* Description of the task *
Copy out the records below exactly as they appear.

* The input *
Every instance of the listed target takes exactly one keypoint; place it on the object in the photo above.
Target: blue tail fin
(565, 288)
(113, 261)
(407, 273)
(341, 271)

* Result of the exercise *
Every instance of the listed target takes exactly one keypoint; place it on the object in the photo above.
Target: blue tail fin
(565, 288)
(113, 261)
(407, 273)
(341, 271)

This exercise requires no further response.